■ 提供資料
********

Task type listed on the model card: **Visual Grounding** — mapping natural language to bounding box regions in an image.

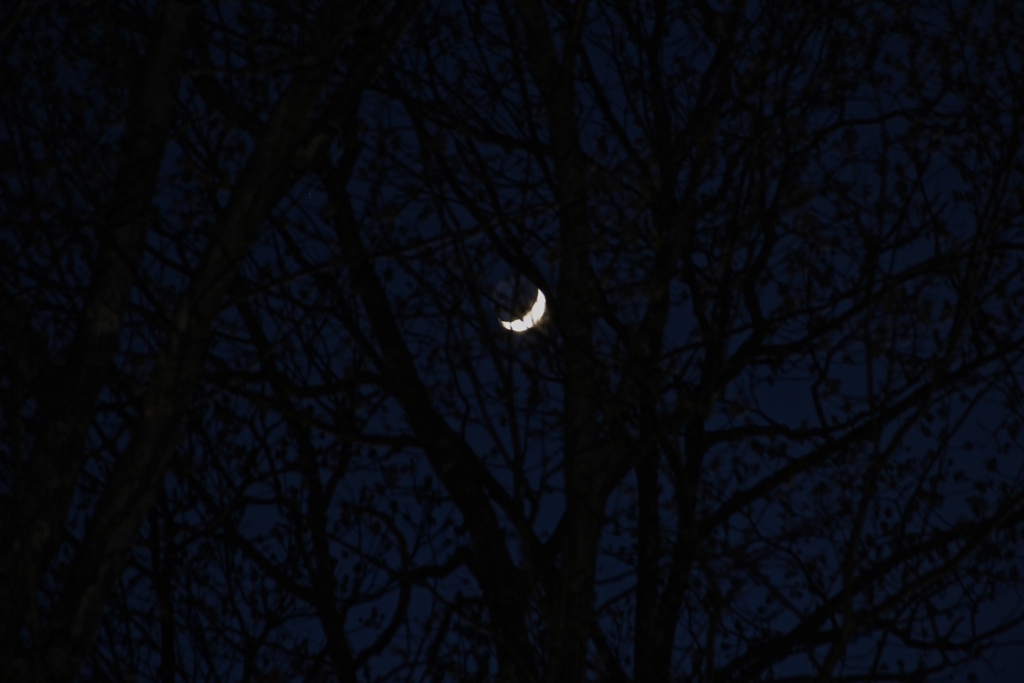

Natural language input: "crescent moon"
[498,289,548,332]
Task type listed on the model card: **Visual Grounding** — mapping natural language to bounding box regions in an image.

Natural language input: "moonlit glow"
[498,290,547,332]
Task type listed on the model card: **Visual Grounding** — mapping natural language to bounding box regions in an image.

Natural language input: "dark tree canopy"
[0,0,1024,683]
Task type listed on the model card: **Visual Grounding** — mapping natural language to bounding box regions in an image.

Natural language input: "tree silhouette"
[0,0,1024,683]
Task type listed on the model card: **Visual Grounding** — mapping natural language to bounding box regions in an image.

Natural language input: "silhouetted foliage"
[0,0,1024,683]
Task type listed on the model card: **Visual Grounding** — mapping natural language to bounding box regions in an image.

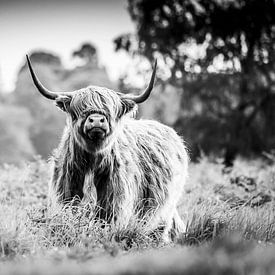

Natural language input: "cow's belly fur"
[49,120,188,242]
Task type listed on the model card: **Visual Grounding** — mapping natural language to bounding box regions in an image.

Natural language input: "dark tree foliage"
[115,0,275,162]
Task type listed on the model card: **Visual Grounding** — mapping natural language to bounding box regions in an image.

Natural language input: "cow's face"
[55,86,136,153]
[27,56,157,153]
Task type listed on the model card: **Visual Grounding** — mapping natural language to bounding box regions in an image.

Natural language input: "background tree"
[115,0,275,162]
[73,43,98,66]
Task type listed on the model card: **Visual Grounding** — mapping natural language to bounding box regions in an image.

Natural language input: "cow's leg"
[173,209,186,238]
[115,196,135,230]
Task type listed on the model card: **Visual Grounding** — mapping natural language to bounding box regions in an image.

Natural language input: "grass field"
[0,156,275,275]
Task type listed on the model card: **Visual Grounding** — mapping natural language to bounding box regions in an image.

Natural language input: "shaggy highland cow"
[27,56,188,241]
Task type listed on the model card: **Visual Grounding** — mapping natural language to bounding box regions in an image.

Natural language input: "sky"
[0,0,135,91]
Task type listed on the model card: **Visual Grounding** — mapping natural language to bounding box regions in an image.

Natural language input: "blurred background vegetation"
[0,0,275,165]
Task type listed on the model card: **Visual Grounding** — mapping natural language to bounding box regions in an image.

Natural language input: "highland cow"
[27,56,188,241]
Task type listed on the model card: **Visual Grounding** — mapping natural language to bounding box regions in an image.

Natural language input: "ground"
[0,155,275,275]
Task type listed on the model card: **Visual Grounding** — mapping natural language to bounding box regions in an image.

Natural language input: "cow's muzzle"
[84,114,109,141]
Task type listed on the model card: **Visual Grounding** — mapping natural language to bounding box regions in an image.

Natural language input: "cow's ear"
[119,98,137,117]
[55,95,72,112]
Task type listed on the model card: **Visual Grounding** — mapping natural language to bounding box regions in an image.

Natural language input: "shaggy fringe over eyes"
[70,86,122,117]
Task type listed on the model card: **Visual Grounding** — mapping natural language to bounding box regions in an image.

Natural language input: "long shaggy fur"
[48,86,188,242]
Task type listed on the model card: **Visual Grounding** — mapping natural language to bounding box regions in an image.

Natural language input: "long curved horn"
[124,60,157,103]
[26,55,58,100]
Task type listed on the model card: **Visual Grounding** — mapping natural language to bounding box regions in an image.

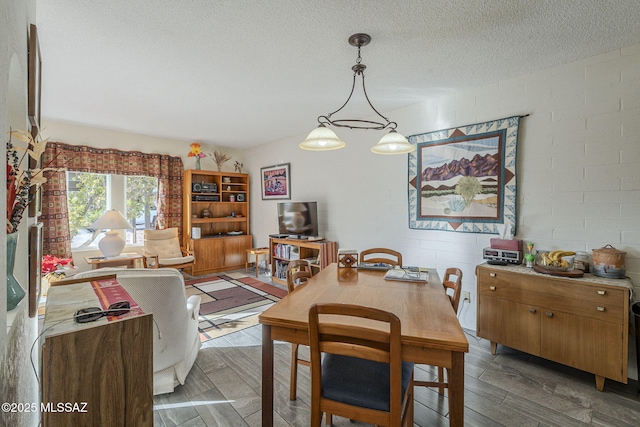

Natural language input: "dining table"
[259,263,469,427]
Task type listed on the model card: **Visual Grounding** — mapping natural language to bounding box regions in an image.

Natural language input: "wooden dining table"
[260,264,469,427]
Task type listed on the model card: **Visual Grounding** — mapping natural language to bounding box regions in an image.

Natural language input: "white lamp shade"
[299,123,347,151]
[371,129,416,154]
[91,209,133,257]
[98,231,126,257]
[91,209,133,230]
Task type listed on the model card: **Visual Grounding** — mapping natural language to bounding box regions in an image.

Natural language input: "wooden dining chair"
[286,259,312,400]
[360,248,402,266]
[309,304,414,427]
[414,268,462,394]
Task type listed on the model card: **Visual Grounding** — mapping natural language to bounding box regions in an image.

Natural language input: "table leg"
[256,254,260,279]
[450,352,464,427]
[262,325,273,427]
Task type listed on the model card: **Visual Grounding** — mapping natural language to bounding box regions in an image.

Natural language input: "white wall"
[0,0,39,426]
[245,45,640,378]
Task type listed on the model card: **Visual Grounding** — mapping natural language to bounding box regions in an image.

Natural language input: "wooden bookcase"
[269,238,338,284]
[182,169,252,274]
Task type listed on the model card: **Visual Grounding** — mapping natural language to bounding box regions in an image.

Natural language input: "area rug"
[185,273,287,342]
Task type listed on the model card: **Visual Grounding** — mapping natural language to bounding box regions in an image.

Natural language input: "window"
[67,172,158,249]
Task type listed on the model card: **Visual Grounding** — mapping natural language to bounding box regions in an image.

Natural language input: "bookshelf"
[183,169,252,275]
[269,237,338,284]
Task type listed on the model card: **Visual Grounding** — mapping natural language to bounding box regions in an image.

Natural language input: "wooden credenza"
[476,264,632,391]
[41,282,153,427]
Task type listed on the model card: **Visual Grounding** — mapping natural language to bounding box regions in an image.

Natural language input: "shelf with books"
[269,238,338,284]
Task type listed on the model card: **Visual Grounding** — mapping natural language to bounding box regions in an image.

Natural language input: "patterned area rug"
[185,273,287,342]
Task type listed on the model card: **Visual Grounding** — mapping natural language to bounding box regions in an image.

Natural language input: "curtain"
[41,142,184,257]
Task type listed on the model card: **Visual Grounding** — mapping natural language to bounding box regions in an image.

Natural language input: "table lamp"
[91,209,133,257]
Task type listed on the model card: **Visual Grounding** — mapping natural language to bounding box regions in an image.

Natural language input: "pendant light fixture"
[299,33,416,154]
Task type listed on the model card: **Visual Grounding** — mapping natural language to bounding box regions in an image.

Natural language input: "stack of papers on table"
[358,262,393,270]
[384,267,428,282]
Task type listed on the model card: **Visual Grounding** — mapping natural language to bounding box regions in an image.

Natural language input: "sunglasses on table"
[73,301,131,323]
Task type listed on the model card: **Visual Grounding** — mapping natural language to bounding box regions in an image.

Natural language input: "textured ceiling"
[37,0,640,148]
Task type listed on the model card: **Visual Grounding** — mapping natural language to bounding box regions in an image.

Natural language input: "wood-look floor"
[154,272,640,427]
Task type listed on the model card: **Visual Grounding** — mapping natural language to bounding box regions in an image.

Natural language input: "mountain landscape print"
[409,117,519,233]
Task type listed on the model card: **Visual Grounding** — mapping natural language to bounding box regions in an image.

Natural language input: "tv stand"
[269,236,338,284]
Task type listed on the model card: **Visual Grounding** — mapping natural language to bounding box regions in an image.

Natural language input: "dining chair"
[360,248,402,266]
[286,259,312,400]
[414,268,462,395]
[309,304,414,427]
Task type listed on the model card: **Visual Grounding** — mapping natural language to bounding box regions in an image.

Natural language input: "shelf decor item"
[211,150,231,172]
[187,142,207,170]
[260,163,291,200]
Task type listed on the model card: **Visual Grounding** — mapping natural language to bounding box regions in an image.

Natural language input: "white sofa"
[74,268,202,395]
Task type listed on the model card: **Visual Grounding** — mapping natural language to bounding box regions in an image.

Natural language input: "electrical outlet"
[462,291,471,304]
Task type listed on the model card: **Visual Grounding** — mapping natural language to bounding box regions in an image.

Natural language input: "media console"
[269,237,338,284]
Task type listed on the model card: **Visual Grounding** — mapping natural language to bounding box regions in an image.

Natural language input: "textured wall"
[245,45,640,376]
[0,0,38,426]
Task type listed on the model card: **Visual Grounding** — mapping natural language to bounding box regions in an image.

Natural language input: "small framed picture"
[260,163,291,200]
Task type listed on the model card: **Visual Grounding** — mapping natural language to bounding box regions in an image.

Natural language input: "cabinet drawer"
[478,282,625,324]
[477,268,629,307]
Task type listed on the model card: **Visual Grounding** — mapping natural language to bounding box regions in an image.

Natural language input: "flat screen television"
[278,202,318,236]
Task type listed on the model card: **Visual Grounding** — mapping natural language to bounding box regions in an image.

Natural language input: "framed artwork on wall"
[260,163,291,200]
[27,24,42,130]
[408,116,520,234]
[27,24,42,218]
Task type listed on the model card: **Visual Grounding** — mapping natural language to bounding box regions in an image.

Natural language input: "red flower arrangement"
[7,130,55,233]
[42,255,73,274]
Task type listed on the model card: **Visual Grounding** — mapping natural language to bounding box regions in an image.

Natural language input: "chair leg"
[438,366,444,396]
[289,344,300,402]
[325,413,333,426]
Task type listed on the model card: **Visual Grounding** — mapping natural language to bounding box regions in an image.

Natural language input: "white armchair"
[143,227,196,276]
[74,268,202,395]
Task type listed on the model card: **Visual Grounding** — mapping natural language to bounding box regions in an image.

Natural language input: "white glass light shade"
[91,209,133,257]
[299,123,347,151]
[371,129,416,154]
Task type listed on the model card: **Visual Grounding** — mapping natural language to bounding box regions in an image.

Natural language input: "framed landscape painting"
[260,163,291,200]
[409,116,520,234]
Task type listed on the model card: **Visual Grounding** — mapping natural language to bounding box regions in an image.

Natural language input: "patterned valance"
[41,142,184,257]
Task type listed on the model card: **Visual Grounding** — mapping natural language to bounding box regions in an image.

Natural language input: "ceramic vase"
[7,233,25,311]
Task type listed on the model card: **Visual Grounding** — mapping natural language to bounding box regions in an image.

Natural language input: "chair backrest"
[309,304,403,426]
[74,268,191,372]
[360,248,402,266]
[144,227,182,258]
[442,267,462,314]
[286,259,312,293]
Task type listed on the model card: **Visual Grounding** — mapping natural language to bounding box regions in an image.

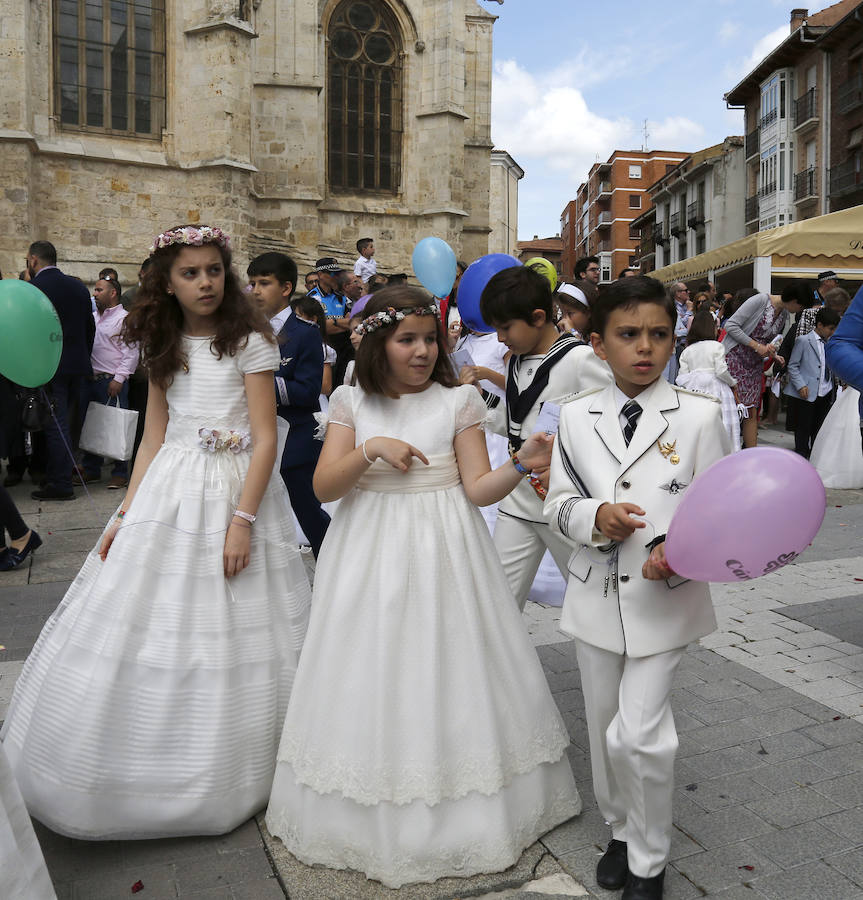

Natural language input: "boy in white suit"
[544,276,727,900]
[785,306,839,459]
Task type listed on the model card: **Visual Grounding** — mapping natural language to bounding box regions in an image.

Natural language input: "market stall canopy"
[650,206,863,284]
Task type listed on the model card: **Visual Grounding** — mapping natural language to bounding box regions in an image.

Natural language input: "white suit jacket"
[544,378,728,657]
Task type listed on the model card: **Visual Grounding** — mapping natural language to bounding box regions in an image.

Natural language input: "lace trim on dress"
[266,790,580,888]
[277,716,570,806]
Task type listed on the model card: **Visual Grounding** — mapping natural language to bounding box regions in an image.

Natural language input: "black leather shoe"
[620,869,665,900]
[30,487,75,500]
[0,531,42,572]
[596,838,629,891]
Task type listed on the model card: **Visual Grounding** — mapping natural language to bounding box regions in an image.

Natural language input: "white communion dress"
[0,744,56,900]
[2,333,311,839]
[266,383,581,887]
[677,341,741,453]
[809,387,863,488]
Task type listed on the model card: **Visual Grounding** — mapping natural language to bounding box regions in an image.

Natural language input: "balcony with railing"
[836,72,863,113]
[745,128,761,159]
[637,228,656,259]
[794,166,818,203]
[761,109,779,128]
[830,156,863,197]
[794,88,818,131]
[686,200,704,228]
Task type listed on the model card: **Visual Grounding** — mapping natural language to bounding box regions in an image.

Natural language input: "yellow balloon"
[525,256,557,291]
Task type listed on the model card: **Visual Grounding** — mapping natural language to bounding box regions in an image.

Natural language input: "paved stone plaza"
[0,431,863,900]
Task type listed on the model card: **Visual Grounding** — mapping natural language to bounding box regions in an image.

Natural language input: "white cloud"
[726,25,790,82]
[491,60,632,184]
[492,60,704,184]
[647,116,704,150]
[718,19,740,44]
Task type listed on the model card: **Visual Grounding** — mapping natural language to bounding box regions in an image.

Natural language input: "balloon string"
[39,387,96,509]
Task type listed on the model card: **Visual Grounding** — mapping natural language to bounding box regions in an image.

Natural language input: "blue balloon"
[411,237,456,297]
[458,253,521,334]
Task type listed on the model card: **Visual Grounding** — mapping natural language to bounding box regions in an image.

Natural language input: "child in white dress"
[2,226,310,839]
[267,286,581,887]
[677,309,740,451]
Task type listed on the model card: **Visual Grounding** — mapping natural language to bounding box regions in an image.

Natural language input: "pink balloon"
[665,447,827,582]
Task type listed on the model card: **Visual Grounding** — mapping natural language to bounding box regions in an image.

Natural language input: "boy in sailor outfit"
[544,276,728,900]
[480,266,611,609]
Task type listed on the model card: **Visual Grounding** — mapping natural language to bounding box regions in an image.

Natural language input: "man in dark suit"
[27,241,96,500]
[251,253,330,558]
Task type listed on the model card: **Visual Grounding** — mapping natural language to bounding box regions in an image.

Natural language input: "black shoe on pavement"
[30,487,75,500]
[620,869,665,900]
[596,838,629,891]
[0,531,42,572]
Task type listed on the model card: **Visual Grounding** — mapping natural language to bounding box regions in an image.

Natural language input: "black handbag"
[19,388,52,431]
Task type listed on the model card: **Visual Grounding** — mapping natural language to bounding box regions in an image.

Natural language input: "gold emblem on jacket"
[656,440,680,466]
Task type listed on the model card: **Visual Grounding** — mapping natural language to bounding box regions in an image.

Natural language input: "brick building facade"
[561,150,688,282]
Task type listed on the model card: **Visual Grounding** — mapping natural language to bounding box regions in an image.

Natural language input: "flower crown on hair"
[354,303,440,335]
[150,225,231,256]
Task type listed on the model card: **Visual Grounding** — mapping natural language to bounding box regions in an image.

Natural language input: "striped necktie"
[621,400,641,447]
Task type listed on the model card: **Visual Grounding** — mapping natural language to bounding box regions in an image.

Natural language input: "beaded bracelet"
[527,472,548,500]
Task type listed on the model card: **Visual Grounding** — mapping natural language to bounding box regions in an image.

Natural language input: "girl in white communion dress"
[266,286,581,887]
[2,226,311,840]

********

■ 課題文
記録の冒頭から「[0,156,275,275]」を含む行まで（両端を含む）を、一字一句そのまま書き写すこと。画像は解答に含めないこと。

■ 記述解答
Task type listed on the model card: **Visual Grounding** — mapping natural language to bounding box regions in an image.


Natural language input: "crescent moon"
[498,289,548,332]
Task type listed on the model card: **Visual Grounding** — mapping natural language to bounding box regions in an image.

Natural language input: "moonlit glow"
[498,290,547,332]
Task type listed on the model card: **Visual Grounding** — mapping natural language to bounding box regions in an image.

Natural language input: "dark tree canopy"
[0,0,1024,683]
Task type listed on the model card: **Visual Grounding** — mapping natural language to bounding box regions in an image.

Natural language input: "tree silhouette"
[0,0,1024,683]
Task type listed on the model card: **Visual Grounding** — mapping natural language to bounding box regions in an image.

Natural language input: "silhouetted foliage"
[0,0,1024,683]
Task type listed on the model card: **Visual Grounding** — mapping natural language to bounding box regions in an image.


Natural language input: "cow's belly fur"
[49,120,188,242]
Task type listed on the model card: **Visual Grounding** — mapping natural language to bounding box regions in an image.

Natural language input: "dark tree foliage"
[115,0,275,162]
Task type listed on the model card: **Visual Grounding** — mapping natural language to bounding box regions in an image.

Natural language input: "cow's face"
[55,86,136,153]
[27,56,157,153]
Task type listed on the model card: **Visual Grounding** — mapping natural language to bounding box regions in an image.

Natural language input: "background tree"
[115,0,275,162]
[73,43,98,66]
Task type listed on the model card: **Visual Grounding** — mapping natural language to bounding box regions in an image.

Natural language input: "cow's leg"
[173,209,186,238]
[115,196,135,230]
Task type listed on the model card: **Visual Grounding** — mapping natural language to bounding box regions in an image.

Natural language input: "grass field"
[0,156,275,275]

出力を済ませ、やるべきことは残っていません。